Provided text —
She’s a sweet lady with two little girls, but the meat of the question is how the Church (and laity) handle these things concerning other faiths or the lack thereof. We have a different understanding of marriage then the rest of the world. Naturally, he just asked me to be in the wedding, I’m assuming as either the best man or some other person.

Next steps?
 
My raised protestant/meh brother is marrying a secular/meh Indian (Asian) woman who was previously in a marriage with another guy in what I believe was a Hindu context.

She’s a sweet lady with two little girls, but the meat of the question is how the Church (and laity) handle these things concerning other faiths or the lack thereof. We have a different understanding of marriage then the rest of the world. Naturally, he just asked me to be in the wedding, I’m assuming as either the best man or some other person.

Next steps?
Hi!
…I may not be the best respondent since I am biased (Sacramental Marriage); my understanding is that most (if not all) non-Catholic Christians buy into the divorce and remarry (as often as you want) rule; they do not believe in the Sacrament of Matrimony (they reject Christ’s Command completely–but of course their claims is that there’s no such Sacrament); so here’s the pickle: do you believe that they are wrong in contracting this marriage or better yet, would they believe that your participation in their wedding would mean that the Catholic Church approves of their vows?

Conversely, if non-believers would ask you to partake of their civil wedding, would you have a problem with it–would they think that by your assent the Catholic Church is signaling her acceptance of a marriage outside of the Church?

Maran atha!

Angel
 
Don’t run the risk of ruining your relationship with your brother and his soon to be wife or give them a reason to resent Catholicism. Attend the wedding. Be in the wedding party if he asks you and it’s not a religious ceremony. Be a good example and a loving brother. That may be the seed for his eventual conversion.
 
Hi!

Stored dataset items
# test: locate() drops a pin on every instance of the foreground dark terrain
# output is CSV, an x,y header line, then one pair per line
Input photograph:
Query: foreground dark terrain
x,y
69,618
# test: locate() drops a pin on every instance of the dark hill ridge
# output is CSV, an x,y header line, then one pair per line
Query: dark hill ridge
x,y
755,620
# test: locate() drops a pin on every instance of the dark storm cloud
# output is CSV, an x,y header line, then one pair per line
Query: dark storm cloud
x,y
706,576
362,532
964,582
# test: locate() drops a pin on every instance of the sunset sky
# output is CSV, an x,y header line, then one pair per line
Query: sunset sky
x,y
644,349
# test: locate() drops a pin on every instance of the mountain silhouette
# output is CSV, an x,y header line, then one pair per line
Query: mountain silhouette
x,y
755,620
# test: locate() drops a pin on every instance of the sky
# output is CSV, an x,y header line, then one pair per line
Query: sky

---

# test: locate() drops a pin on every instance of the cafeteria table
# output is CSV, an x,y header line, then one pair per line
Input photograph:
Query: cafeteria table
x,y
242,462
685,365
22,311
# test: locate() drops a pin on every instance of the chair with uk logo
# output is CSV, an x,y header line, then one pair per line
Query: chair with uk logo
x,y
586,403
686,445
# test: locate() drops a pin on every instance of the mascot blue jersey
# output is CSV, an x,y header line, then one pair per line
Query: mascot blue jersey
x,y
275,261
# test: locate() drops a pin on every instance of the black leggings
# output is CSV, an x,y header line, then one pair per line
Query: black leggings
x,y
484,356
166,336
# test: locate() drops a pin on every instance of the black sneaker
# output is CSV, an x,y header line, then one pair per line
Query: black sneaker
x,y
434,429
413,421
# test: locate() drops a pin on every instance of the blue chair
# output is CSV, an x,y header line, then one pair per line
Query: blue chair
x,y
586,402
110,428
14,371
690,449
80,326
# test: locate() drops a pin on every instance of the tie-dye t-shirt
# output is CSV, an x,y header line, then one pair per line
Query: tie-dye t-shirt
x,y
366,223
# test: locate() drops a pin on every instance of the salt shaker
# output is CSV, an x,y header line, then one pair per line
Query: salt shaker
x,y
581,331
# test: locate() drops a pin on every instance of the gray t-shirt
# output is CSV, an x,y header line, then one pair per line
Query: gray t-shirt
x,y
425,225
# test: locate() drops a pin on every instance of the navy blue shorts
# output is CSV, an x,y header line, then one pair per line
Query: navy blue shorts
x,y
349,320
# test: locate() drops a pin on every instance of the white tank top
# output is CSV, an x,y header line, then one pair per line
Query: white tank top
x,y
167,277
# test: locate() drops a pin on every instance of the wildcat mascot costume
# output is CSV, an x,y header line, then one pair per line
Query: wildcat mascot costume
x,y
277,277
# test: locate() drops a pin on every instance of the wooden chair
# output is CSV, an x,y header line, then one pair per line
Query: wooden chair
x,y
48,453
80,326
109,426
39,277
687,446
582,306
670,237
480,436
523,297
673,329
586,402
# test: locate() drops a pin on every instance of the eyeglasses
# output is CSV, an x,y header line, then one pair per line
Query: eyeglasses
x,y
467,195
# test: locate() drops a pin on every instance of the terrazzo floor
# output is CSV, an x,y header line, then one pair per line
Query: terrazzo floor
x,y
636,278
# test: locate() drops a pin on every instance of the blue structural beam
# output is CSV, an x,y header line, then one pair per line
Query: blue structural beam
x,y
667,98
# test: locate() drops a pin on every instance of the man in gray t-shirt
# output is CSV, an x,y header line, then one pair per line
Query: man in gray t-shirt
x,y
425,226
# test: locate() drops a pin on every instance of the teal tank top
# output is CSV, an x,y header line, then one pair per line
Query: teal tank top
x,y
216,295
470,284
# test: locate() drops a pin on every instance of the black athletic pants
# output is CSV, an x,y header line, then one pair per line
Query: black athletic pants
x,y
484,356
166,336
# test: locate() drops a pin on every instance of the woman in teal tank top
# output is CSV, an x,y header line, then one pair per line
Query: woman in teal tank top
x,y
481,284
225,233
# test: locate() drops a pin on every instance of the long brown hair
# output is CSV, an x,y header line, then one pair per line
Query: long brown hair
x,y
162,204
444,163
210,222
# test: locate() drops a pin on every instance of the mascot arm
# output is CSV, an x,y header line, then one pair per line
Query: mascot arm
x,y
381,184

What is needed — Carry on the forum discussion about a Catholic asked to be in his brother's wedding, starting right after its last line.

Response —
…I may not be the best respondent since I am biased (Sacramental Marriage); my understanding is that most (if not all) non-Catholic Christians buy into the divorce and remarry (as often as you want) rule; they do not believe in the Sacrament of Matrimony (they reject Christ’s Command completely–but of course their claims is that there’s no such Sacrament); so here’s the pickle: do you believe that they are wrong in contracting this marriage or better yet, would they believe that your participation in their wedding would mean that the Catholic Church approves of their vows?

Conversely, if non-believers would ask you to partake of their civil wedding, would you have a problem with it–would they think that by your assent the Catholic Church is signaling her acceptance of a marriage outside of the Church?

Maran atha!

Angel
Well, I have no idea.

The Church doesn’t really disapprove/approve of non-Catholic weddings. i.e. if a Jewish or Muslim or protestant wedding occurs, it isn’t as though they are sinning - they very well might be doing something that is virtuous in of itself - but generally speaking it wouldn’t be a sacramental marriage. I think ‘natural marriage’ is the term used. So whether or not the Church (or really, Christ) approves or disapproves of the wedding is an unknown. The idea of explicitly not attending weddings that aren’t Catholic seem strange to me and I’m not aware of this being practiced. The only caveat that made me slightly uncomfortable is that the woman was previously married and then divorced, though in something far different from a sacramental Catholic context, so I felt the need to ask. They were also already cohabiting, etc… I could easily make a small list of sins if I wanted to of the things they were doing that they ideally ought not to have been doing, although I’m not in the business of condemning. They are semi-religious/semi-‘meh’ people and they therefore behave as one would expect them to behave. In one respect, yeah, they’re obviously not devout Catholics or AFAIK devout Christians and the Catholic theology on marriage is alien to both of them. In another respect, I could also see them transitioning into a marriage as an objectively good thing relative to where they were. A stable, permanent position in life can put a person into a better disposition to adopt more culture of life/family oriented values and ultimately lead through degrees of inner conversion.

I just wasn’t entirely sure if I was passing a red line or something. My intuitive reaction as any brother was of course to send a congratulations.
 
Well, I have no idea.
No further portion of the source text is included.